* **Directions for this task**:
Using the dueling rules that follow, state yes or no for whether each statement agrees with them, and quote the deciding words of the rules: (a) A verbal apology can be accepted for a blow. (b) In a sword fight, a disarm counts the same as a disable. (c) A challenged party who has been disarmed and spared may later revive the quarrel.

* **Source**:

----

N.B. The above rules apply to all cases of offenses in retort not of stronger class than the example.

*Rule 3. *If a doubt exist who gave the first offense, the decision rests with the seconds; if they won't decide, or can't agree, the matter must proceed to two shots, or to a hit, if the challenger require it.

*Rule 4.* When the lie direct is the first offense, the aggressor must either beg pardon in express terms; exchange two shots previous to apology; or three shots followed up by explanation; or fire on till a severe hit be received by one party or the other.

*Rule 5. *As a blow is strictly prohibited under any circumstances among gentlemen, no verbal apology can be received for such an insult. The alternatives, therefore -- the offender handing a cane to the injured party, to be used on his own back, at the same time begging pardon; firing on until one or both are disabled; or exchanging three shots, and then asking pardon without proffer of the cane.

If swords are used, the parties engage until one is well blooded, disabled, or disarmed; or until, after receiving a wound, and blood being drawn, the aggressor begs pardon.

N.B. A disarm is considered the same as a disable. The disarmer may (strictly) break his adversary's sword; but if it be the challenger who is disarmed, it is considered as ungenerous to do so.

In the case the challenged be disarmed and refuses to ask pardon or atone, he must not be killed, as formerly; but the challenger may lay his own sword on the aggressor's shoulder, then break the aggressor's sword and say, "I spare your life!" The challenged can never revive the quarrel -- the challenger may.

*Rule 6. *If A gives B the lie, and B retorts by a blow (being the two greatest offenses), no reconciliation can take place till after two discharges each, or a severe hit; after which B may beg A's pardon humbly for the blow and then A may explain simply for the lie; because a blow is never allowable, and the offense of the lie, therefore, merges in it. (See preceding rules.)

N.B. Challenges for undivulged causes may be reconciled on the ground, after one shot. An explanation or the slightest hit should be sufficient in such cases, because no personal offense transpired.

*Rule 7.* But no apology can be received, in any case, after the parties have actually taken ground, without exchange of fires.

*Rule 8. *In the above case, no challenger is obliged to divulge his cause of challenge (if private) unless required by the challenged so to do before their meeting.

----

* **Available data**:
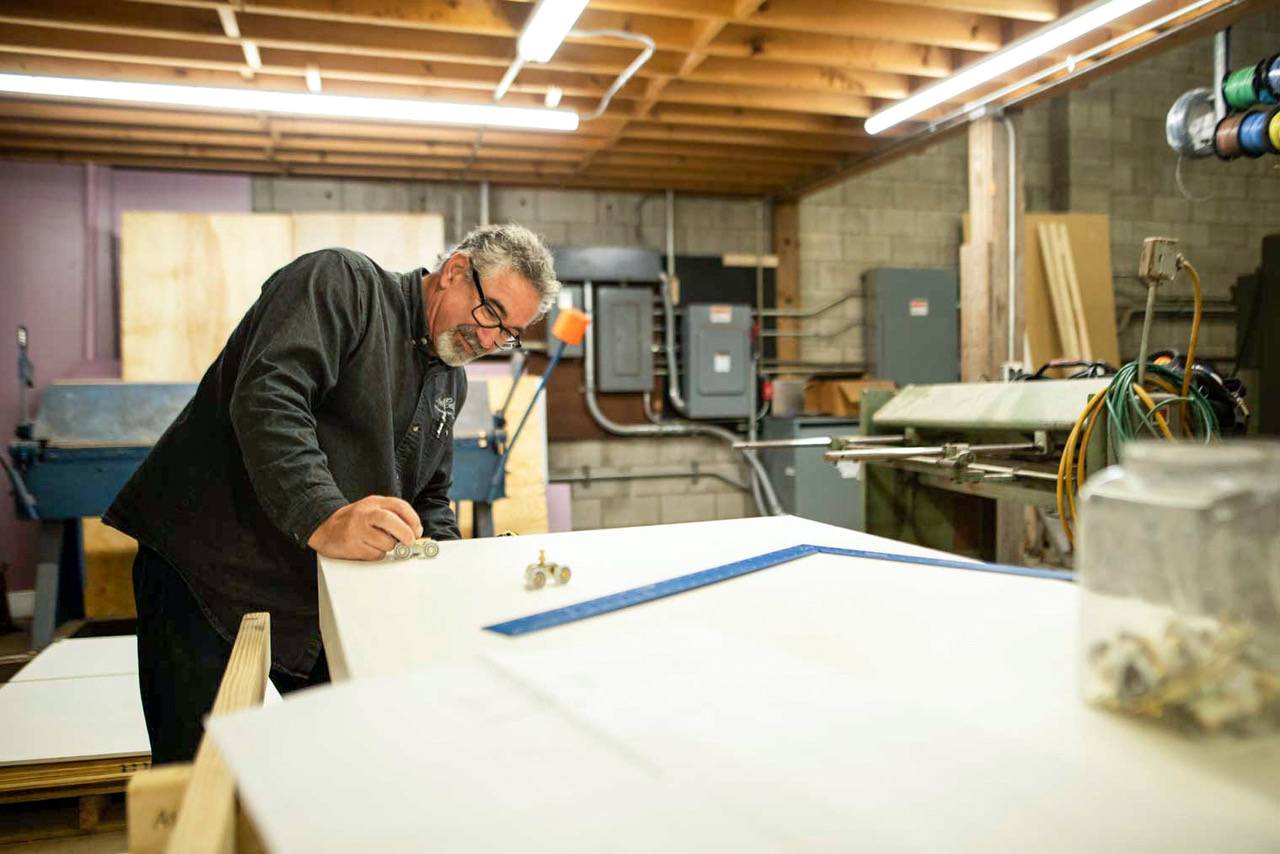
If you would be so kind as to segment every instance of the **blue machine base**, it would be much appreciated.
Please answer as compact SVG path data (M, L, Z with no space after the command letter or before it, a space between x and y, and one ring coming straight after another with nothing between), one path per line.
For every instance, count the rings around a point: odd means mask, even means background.
M621 611L622 608L644 604L645 602L653 602L654 599L663 599L666 597L676 595L677 593L685 593L686 590L695 590L709 584L736 579L740 575L767 570L771 566L778 566L780 563L788 563L801 557L808 557L809 554L861 557L873 561L892 561L895 563L915 563L920 566L942 566L952 570L970 570L975 572L1001 572L1004 575L1021 575L1033 579L1052 579L1055 581L1073 580L1070 572L1061 572L1059 570L1034 570L1025 566L1010 566L1007 563L974 563L969 561L948 561L936 557L892 554L890 552L865 552L856 548L833 548L829 545L803 544L792 545L791 548L780 549L777 552L768 552L767 554L758 554L756 557L744 558L741 561L712 567L709 570L681 575L675 579L667 579L666 581L658 581L657 584L648 584L643 588L613 593L607 597L600 597L599 599L579 602L577 604L556 608L554 611L544 611L527 617L508 620L507 622L485 626L485 630L509 636L527 635L532 631L563 626L568 622L577 622L579 620L596 617L602 613L609 613L611 611Z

----

* **Solution**:
(a) No: "no verbal apology can be received for such an insult."
(b) Yes: "A disarm is considered the same as a disable."
(c) No: "The challenged can never revive the quarrel -- the challenger may."